Return each line, exactly as given, from the one containing "of the colombian" through the end of the entries below, and skip the rest.
* * *
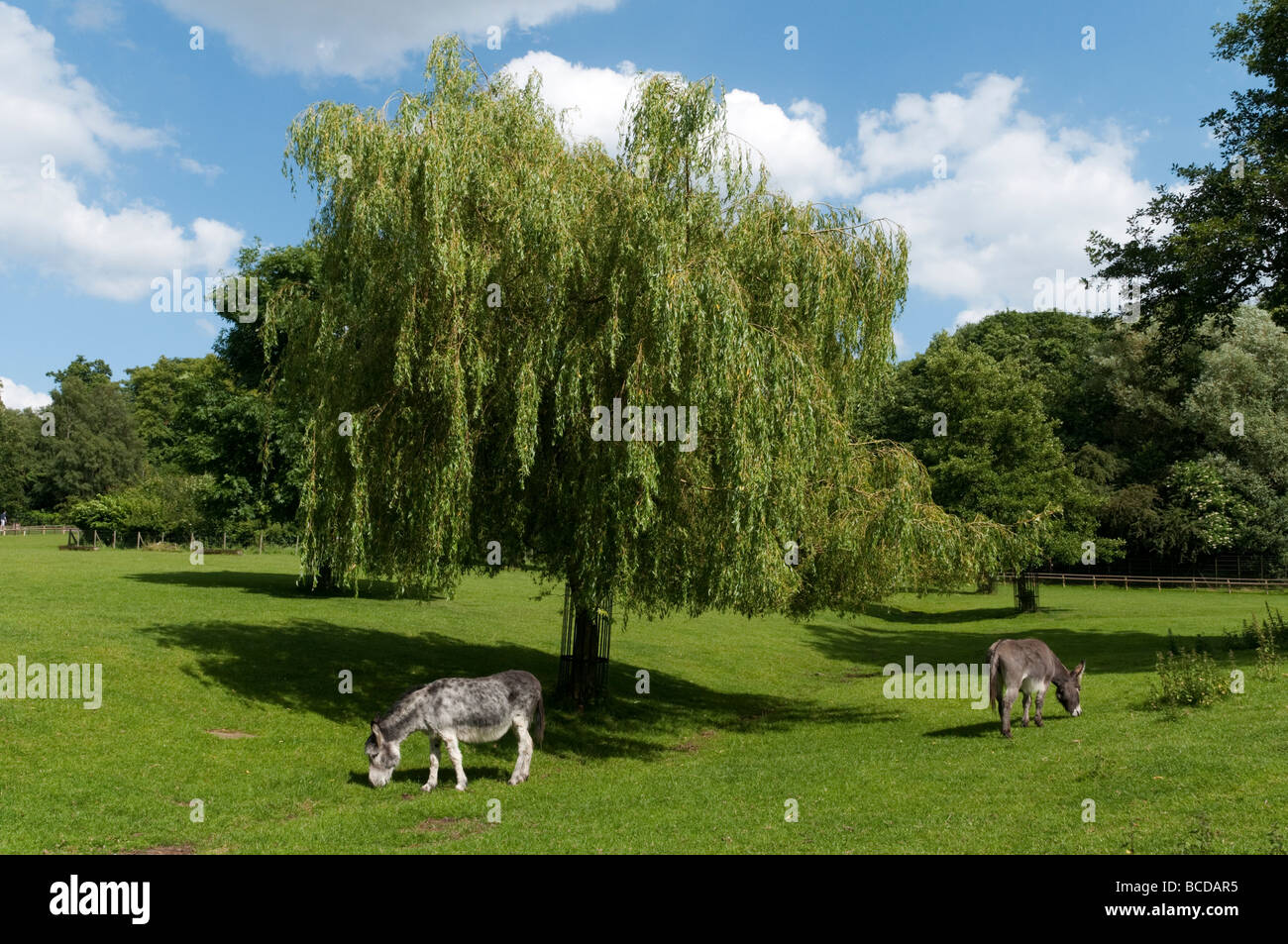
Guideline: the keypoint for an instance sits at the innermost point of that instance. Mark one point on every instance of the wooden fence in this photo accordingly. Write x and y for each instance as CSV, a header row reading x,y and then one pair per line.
x,y
1127,581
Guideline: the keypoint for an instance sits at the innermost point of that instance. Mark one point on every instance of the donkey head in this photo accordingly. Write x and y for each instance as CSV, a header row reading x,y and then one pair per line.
x,y
382,754
1068,689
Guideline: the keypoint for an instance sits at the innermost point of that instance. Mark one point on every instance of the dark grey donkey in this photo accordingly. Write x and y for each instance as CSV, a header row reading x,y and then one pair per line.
x,y
1029,666
455,710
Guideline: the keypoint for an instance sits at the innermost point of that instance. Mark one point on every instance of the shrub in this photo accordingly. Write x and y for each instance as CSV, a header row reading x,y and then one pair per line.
x,y
1189,679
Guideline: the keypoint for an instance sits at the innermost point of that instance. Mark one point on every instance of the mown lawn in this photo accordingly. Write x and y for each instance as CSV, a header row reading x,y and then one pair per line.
x,y
741,716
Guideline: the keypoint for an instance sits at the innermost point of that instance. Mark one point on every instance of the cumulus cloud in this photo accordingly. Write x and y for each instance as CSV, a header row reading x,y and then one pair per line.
x,y
14,395
207,170
94,16
1016,200
55,136
793,145
991,196
365,40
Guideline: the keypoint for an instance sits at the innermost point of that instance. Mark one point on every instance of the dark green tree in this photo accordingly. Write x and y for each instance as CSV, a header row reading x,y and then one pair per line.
x,y
94,446
1222,239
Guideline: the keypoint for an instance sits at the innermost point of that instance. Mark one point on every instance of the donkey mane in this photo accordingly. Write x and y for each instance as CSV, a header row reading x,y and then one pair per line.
x,y
400,719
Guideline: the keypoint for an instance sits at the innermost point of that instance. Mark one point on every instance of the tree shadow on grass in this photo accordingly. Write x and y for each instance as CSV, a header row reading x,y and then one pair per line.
x,y
897,614
1104,651
281,584
992,728
296,666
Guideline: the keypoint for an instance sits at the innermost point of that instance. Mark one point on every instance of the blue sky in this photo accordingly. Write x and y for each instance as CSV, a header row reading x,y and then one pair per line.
x,y
166,157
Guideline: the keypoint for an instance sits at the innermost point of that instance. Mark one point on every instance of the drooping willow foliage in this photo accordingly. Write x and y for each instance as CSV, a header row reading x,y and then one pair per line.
x,y
660,277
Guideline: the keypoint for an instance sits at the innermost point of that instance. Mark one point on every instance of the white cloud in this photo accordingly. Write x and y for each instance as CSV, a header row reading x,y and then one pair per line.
x,y
94,16
364,40
1017,202
18,397
901,346
791,145
207,170
56,134
592,99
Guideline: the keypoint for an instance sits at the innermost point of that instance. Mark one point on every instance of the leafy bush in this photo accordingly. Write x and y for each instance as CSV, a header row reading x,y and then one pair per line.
x,y
1189,679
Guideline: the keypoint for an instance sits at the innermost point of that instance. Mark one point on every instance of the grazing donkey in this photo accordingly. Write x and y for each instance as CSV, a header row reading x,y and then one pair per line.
x,y
455,710
1029,666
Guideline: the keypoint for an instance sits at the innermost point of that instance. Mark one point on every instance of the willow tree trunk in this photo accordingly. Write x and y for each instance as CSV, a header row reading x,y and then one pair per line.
x,y
585,653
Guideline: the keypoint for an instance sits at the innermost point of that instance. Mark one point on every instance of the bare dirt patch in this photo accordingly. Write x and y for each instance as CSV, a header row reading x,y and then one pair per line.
x,y
185,849
694,743
451,827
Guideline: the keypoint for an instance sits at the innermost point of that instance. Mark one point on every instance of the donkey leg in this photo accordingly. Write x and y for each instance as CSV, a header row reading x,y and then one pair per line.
x,y
454,751
524,760
433,763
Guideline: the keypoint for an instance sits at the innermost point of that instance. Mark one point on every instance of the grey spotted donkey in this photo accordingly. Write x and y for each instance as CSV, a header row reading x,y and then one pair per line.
x,y
456,710
1029,666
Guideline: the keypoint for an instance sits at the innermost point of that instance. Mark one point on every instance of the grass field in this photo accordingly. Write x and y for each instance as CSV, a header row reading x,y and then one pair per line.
x,y
742,716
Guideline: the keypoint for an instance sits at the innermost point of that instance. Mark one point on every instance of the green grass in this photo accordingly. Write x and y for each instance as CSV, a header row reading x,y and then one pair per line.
x,y
742,716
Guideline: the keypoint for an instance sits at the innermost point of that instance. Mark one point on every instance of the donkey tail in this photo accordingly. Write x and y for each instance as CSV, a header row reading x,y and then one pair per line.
x,y
540,719
992,674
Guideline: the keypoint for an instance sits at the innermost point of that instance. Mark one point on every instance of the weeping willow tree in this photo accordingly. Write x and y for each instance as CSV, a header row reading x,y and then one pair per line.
x,y
485,284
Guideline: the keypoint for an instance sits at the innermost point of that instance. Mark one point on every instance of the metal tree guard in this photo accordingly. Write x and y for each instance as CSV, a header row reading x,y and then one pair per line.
x,y
1026,591
570,660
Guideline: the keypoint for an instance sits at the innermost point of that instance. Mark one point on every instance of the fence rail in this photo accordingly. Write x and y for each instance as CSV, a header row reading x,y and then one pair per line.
x,y
1127,581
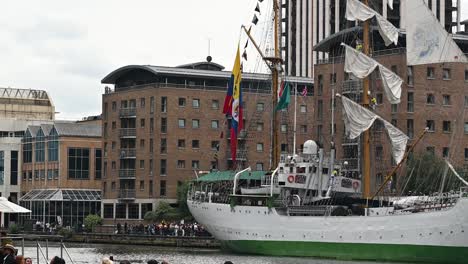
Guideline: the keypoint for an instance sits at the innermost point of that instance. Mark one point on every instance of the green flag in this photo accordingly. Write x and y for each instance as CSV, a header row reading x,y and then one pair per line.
x,y
285,98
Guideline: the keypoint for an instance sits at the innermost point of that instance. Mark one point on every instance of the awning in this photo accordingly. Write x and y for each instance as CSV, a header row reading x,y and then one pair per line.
x,y
229,176
9,207
62,195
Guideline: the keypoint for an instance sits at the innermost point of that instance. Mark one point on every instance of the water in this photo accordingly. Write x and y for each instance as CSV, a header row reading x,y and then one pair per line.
x,y
93,253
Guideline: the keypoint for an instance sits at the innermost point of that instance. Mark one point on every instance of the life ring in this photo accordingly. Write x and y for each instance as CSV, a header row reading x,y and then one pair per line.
x,y
355,185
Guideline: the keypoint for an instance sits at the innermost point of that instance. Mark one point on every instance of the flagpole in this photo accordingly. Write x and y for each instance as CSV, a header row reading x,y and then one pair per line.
x,y
295,119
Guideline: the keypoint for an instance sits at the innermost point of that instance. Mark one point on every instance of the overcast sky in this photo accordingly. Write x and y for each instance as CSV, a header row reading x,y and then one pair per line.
x,y
67,47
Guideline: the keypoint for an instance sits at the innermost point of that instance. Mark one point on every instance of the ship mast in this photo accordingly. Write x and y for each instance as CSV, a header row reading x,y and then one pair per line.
x,y
365,103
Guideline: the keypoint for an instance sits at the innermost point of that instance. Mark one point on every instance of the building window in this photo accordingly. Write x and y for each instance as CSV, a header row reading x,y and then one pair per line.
x,y
164,104
447,74
259,166
284,148
410,128
215,145
379,98
40,146
332,78
430,149
303,129
181,164
151,125
163,149
446,99
196,103
410,104
162,188
430,124
259,126
260,107
410,77
52,146
152,104
214,104
430,99
445,152
78,163
446,125
195,123
181,123
430,73
109,211
320,85
27,147
195,164
163,125
97,163
260,147
320,109
163,168
181,143
214,124
284,128
182,102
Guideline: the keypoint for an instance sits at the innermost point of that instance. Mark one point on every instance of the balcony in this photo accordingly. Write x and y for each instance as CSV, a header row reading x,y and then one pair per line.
x,y
127,194
128,153
127,173
127,132
127,112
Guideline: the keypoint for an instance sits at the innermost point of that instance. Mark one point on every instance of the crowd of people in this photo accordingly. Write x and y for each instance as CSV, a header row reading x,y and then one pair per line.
x,y
164,229
110,260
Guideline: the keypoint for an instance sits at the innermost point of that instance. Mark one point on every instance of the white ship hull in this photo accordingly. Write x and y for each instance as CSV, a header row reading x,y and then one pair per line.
x,y
427,236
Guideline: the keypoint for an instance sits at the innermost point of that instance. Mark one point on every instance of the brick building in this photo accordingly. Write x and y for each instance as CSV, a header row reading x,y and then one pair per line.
x,y
61,172
433,96
163,124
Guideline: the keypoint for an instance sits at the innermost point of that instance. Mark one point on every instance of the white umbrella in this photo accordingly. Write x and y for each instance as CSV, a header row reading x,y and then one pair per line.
x,y
9,207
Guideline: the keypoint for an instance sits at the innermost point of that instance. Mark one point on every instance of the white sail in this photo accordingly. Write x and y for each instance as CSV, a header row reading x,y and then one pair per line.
x,y
356,10
362,65
358,119
426,40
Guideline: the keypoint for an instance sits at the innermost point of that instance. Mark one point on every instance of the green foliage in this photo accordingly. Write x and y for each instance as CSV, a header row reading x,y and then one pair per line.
x,y
182,190
65,232
164,211
13,229
91,221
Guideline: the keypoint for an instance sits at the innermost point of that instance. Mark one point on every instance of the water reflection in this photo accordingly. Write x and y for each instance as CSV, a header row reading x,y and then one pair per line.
x,y
93,253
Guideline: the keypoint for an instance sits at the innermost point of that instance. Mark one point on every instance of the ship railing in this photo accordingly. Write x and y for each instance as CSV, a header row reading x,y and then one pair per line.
x,y
463,192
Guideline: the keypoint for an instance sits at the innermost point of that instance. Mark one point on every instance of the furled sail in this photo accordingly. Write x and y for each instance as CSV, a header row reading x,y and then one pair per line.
x,y
427,41
361,66
356,10
358,119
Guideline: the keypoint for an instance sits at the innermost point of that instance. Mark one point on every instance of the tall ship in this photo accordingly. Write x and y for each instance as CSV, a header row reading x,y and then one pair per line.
x,y
310,203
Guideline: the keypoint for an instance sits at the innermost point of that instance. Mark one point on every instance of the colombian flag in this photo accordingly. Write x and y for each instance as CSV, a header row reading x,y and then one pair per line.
x,y
233,103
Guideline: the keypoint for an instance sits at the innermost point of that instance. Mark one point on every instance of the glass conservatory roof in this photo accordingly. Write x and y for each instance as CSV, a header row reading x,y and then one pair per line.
x,y
62,195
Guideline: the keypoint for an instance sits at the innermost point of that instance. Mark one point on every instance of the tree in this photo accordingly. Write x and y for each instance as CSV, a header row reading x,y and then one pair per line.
x,y
91,221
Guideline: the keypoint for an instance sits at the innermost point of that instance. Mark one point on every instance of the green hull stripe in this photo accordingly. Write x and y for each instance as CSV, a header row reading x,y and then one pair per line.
x,y
351,251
* * *
RESULT BELOW:
Guideline: the keypoint for an instance sits at the innermost point of that instance. Mark one point on every instance of the colombian flag in this photo accordingly. Write x and y for each instance as CSV, a header row reading x,y and then one pair per line.
x,y
233,103
Guideline: the keypoint for an instance sits at the innermost point of that instance. Mark one point on every instance of the glass conservatory roof in this photo accordingly. Write x and y for each instance as CSV, a header row reading x,y and then one pair per line.
x,y
62,195
Guideline: the keypoint for an instance sits at the innermost point of that instance. Mark one point on every instance of the tree in this photo accordingly. Write x and y for each instance as CSV, a header row reading x,y and then one pair per line.
x,y
91,221
Guideline: the keypoint for an instance sits at the innermost point of that instance. Mark one point on every instance of the green hull stripe in this photo accordingly. Write x and y for each instance as CSV, a header row reading x,y and then one pair per line.
x,y
351,251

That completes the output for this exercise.